What you need to do: Reproduce the lines from the one containing "Guideline: mark the yellow" through the one containing "[[4, 132], [300, 182]]", inclusive, with the requests kept in, and scale every point coordinate in the answers by 0.55, rounding to whole numbers with halves going up. Leave the numbers in the requests and their format samples as they are.

begin Recorded information

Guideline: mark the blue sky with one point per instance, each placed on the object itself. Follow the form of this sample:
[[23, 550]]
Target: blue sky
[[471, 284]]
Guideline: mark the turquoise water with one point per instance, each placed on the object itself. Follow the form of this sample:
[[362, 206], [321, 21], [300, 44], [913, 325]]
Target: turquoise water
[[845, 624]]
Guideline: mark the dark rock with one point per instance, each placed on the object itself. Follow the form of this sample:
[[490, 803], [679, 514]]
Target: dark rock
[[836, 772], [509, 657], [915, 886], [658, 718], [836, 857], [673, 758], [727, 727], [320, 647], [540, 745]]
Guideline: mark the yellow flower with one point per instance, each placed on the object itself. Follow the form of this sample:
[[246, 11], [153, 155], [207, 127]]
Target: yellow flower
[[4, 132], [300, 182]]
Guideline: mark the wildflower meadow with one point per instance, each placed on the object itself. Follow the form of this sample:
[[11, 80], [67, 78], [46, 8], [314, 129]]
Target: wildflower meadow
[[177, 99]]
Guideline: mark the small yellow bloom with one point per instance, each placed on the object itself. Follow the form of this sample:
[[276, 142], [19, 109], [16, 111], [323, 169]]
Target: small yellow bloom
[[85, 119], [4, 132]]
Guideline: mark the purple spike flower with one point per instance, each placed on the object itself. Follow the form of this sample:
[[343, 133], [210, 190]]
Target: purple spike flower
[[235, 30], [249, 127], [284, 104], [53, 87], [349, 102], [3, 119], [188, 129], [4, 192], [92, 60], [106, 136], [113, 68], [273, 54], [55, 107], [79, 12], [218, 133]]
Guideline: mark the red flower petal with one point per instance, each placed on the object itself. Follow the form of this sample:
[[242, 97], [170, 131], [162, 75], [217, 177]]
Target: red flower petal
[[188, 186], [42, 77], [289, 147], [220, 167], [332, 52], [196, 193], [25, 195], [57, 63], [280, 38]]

end Recorded information

Right answer:
Guideline: mark the yellow flower with one point per instance, each placed on the object itself. Follow the form of this sample:
[[246, 11], [153, 155], [207, 127]]
Target: yellow flower
[[2, 73], [165, 100]]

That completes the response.